#### [Your objective]
Output the records exactly as they appear, with no pictures included.

[Image-grounded pointing data]
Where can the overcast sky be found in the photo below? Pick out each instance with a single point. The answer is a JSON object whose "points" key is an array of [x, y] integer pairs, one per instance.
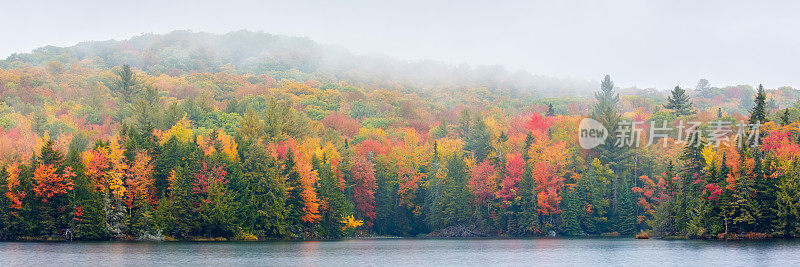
{"points": [[640, 43]]}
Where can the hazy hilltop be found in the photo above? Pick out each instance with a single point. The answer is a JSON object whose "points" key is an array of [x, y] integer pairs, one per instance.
{"points": [[286, 57]]}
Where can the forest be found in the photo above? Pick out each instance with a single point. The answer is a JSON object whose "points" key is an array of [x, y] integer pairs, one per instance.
{"points": [[251, 136]]}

#### [Reply to the exercise]
Where can the overcast sky be found in the photo below? Pick out each instance with a single point. The answer is a JSON object whose "points" key is an array of [x, y] integer pairs, one per instance.
{"points": [[640, 43]]}
Where can the hazy hilltop be found in the photo above? Pick out each instance with a single point. The answer is a JSON object whose "points" key is an array of [x, y] integer pairs, one per instance.
{"points": [[286, 57]]}
Where can the forest be found in the photo above? Pick out each instance with a single point. The answer is a JSON object whose "points" key is an array of [x, y] integer pairs, one per instance.
{"points": [[251, 136]]}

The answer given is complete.